[Items from a data source]

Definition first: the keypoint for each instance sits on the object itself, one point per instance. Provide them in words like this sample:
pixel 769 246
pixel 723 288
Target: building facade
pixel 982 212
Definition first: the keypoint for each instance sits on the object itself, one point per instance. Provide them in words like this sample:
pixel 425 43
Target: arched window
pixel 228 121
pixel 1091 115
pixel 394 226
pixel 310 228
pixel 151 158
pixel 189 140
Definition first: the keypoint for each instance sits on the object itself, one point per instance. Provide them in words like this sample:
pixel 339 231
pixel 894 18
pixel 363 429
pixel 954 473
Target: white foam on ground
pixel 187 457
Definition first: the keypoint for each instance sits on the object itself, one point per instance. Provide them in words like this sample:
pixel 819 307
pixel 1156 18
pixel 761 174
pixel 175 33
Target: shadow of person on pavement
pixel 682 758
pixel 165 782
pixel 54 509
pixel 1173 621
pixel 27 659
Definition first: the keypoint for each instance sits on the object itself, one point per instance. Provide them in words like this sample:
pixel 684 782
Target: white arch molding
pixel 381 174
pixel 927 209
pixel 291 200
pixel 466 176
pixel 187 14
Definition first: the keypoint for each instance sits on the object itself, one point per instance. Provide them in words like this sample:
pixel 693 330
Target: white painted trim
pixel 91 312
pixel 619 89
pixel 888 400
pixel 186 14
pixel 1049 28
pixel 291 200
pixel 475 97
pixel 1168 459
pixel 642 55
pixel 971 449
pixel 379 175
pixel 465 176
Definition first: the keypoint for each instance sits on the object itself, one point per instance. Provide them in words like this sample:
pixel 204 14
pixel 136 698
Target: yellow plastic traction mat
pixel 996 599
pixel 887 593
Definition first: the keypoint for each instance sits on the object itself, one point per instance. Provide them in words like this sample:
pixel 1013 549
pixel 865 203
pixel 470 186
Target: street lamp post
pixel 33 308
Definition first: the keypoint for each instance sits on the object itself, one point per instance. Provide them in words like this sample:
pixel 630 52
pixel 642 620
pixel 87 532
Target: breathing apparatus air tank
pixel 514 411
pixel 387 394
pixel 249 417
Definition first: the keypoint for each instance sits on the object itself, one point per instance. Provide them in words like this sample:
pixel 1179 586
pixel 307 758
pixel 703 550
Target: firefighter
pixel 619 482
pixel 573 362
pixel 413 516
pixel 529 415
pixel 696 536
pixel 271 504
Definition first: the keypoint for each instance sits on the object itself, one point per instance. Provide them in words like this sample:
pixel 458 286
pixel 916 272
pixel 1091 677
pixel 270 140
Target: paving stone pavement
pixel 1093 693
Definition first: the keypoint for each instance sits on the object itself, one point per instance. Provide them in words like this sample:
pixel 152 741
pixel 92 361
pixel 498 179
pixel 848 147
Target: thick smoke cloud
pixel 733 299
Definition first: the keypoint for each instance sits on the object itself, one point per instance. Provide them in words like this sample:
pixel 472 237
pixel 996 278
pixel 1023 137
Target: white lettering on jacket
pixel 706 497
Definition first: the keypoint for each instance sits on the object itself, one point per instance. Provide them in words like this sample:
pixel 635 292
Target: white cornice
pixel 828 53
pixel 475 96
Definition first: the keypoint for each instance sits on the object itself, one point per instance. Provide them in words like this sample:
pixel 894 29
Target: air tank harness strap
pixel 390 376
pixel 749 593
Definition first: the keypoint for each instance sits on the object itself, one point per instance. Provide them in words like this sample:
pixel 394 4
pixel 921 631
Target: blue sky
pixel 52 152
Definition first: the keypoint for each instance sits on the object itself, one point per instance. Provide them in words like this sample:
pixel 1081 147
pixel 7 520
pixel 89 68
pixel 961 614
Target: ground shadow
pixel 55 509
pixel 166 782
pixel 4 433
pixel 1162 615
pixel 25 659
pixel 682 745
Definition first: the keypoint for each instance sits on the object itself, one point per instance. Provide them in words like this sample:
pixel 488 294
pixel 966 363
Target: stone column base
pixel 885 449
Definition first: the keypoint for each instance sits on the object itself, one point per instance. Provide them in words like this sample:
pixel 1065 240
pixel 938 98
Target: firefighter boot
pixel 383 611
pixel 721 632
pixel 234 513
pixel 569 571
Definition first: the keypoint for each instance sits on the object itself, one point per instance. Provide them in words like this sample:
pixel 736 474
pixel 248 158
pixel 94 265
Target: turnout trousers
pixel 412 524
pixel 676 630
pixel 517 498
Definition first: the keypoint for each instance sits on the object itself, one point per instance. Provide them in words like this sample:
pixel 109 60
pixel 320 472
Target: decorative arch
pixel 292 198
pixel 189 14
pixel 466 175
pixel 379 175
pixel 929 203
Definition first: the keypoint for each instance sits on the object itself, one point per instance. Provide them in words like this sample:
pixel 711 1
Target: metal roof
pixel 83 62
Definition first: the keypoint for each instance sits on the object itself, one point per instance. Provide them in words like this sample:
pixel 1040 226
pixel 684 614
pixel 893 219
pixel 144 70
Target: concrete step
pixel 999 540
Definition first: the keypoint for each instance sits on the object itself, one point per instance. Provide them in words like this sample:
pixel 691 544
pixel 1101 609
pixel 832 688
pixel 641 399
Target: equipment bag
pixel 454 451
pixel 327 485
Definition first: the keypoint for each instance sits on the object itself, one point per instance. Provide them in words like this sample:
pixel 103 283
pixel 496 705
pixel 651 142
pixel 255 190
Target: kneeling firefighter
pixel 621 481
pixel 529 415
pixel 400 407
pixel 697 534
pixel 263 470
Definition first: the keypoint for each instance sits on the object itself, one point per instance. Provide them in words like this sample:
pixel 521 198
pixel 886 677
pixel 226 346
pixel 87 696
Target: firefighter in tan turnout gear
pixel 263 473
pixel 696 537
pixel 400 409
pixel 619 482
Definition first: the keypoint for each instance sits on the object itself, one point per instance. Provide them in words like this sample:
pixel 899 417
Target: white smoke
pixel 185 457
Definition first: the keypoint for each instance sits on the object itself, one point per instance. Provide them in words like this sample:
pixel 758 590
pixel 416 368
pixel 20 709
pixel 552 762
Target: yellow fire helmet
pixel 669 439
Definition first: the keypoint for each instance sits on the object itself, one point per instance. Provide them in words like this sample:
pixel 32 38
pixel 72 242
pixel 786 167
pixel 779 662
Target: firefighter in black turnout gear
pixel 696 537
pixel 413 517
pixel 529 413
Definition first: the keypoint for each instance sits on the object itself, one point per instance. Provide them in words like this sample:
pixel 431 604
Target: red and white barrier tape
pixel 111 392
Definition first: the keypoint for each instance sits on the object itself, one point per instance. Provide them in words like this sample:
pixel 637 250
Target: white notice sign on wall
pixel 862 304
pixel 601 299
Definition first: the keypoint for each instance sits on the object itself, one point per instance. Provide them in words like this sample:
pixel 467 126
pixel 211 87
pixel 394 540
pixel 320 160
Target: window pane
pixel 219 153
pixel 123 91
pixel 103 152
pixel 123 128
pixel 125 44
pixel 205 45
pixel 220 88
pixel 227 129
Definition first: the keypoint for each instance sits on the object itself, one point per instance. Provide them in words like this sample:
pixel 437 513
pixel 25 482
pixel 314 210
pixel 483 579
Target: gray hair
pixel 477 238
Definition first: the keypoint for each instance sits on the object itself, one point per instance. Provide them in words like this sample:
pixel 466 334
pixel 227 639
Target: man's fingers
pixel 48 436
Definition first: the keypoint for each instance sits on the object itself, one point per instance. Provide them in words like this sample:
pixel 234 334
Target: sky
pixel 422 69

What is asked
From the data above, pick out every line containing the word "tank" and list those lines.

Final answer
Target: breathing apparatus air tank
Target: air tank harness strap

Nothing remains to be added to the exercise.